#### Your objective
All the data should be repeated exactly. Any image in it is left out.

[Collection entries]
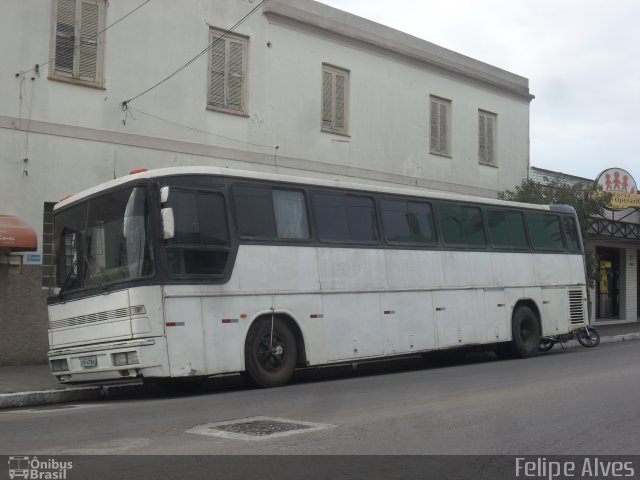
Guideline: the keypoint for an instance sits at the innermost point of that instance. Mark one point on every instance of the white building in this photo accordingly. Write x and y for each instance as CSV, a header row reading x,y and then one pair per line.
x,y
297,87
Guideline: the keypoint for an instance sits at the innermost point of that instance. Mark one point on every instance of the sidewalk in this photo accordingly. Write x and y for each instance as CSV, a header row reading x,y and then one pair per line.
x,y
31,385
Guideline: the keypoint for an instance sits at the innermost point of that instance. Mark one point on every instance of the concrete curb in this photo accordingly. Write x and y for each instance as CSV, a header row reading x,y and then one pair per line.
x,y
73,394
102,392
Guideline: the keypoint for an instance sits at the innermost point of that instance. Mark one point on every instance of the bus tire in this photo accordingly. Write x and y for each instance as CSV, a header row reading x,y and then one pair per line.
x,y
525,331
267,367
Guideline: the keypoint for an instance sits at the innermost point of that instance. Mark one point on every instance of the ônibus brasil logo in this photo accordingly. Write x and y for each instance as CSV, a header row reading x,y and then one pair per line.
x,y
33,468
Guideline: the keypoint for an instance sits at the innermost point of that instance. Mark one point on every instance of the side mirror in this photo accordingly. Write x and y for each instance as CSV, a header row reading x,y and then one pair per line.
x,y
164,195
168,223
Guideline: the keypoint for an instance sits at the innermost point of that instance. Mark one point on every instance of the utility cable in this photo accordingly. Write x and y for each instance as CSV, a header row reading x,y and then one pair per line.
x,y
136,110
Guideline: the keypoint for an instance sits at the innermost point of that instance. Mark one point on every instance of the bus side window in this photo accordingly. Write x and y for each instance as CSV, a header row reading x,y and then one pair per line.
x,y
345,218
506,229
254,211
291,214
461,225
407,222
263,212
545,231
200,245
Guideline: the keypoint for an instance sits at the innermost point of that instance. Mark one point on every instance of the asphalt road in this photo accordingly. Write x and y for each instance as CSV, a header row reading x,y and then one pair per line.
x,y
579,401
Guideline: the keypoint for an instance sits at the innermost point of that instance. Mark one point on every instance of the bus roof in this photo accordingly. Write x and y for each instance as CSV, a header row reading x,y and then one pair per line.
x,y
247,174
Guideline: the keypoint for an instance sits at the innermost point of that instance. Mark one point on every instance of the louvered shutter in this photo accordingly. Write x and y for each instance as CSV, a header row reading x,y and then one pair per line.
x,y
216,72
443,146
327,99
235,75
88,48
65,36
433,136
340,102
490,138
482,136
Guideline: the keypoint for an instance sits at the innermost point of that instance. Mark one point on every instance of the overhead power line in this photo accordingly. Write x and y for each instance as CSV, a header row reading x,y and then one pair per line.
x,y
126,103
137,110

#### Solution to this task
Guideline: the keypoint for an instance sits at the innermost point of that instance. Mark one point on every instance of the white building in this photo accordingly. Write x and y for each instance as CSV, a header row reading x,y and then one pair per line.
x,y
297,87
Guideline: the keypoint for an instance sits at the innermost point of that instance. Mark one point on every instance of the sidewalk in this photo accordingly. Write x and y for each instance as CSV, a header row reading x,y and then one pair per line.
x,y
31,385
Guideline: the keypoint for an instance sits at the innermost point of that instance. Mark one point on every instance of the concrete curb in this photo accordingly. Write x and y for each instance as CSV, a header row reading x,y and then one pair per line.
x,y
73,394
102,392
Guideline: the keypoint for an instance sits at the innermost point of that instance. Mark one point on every instance of the bus tire in this photo accordingly. Write x and y for each instance as CSV, a header row reading x,y and then one pair per line.
x,y
525,331
267,367
Guideline: the keypoint for an instance sits at the innermost point of that instance. Mark one point on every instance of the ônibus brasil logo in this photo accordingly. Write x and y for each instance as CSV, a header row reading x,y and then one pair per line.
x,y
33,468
Guideline: the keypoint for an instance sits at the innermost point of that instance. Mark one point on every instance of the side mirror in this photo accordingly. Write x and y for each instance as CSV, a header row reading x,y and then one pair per line.
x,y
164,195
168,223
Guideline: the keypoint for an instance sits at the innermost point of that instance. Mark one point on every instance of the utility cable in this photo accordingly. Write x and y for each instance as CSV, a header row reading x,y and then one pair per line.
x,y
136,110
Guideline: the keypoint for an instance sits at the innermost point of that instance. Mark one point on every instance of the bus side window in this photo accordingly. Write x and y for each instance as CSV, a header row reading x,y and then one pair per line.
x,y
345,218
506,229
254,211
291,214
461,225
407,222
263,212
545,231
200,245
Guideline: the keypoint for an instance sits at the innermost point of that instance. Mark one point on every instance of the asphalt road in this photo accordingly. Write x and y for each instance as CSV, a header row reading x,y and then one pair per line.
x,y
579,401
Guideline: the keypoint for an instance sits at the innermost point of that instance. Mark one point on every instance of the bus roof in this photo accordingly. Write x and y for each instance as CSV, a header row reading x,y and then one pair per line.
x,y
247,174
Guideline: the keypoint for an instance sits at the innermost point of that instance. Mark one point on every instance of the louvered shutter in this photo accordingly. Write x and y for each instance as CSV, a header row reading x,y and then one pair per line.
x,y
216,72
443,146
327,99
235,75
88,48
65,36
433,136
340,102
490,138
482,136
Guideline: the keypoint for an instance sits at the innermost point of that instance. Mark one point on every instance of the overhead power line in this photo accordingly. Write x and y for each instance as CSV, a header row reading x,y and then one pair per line.
x,y
126,103
137,110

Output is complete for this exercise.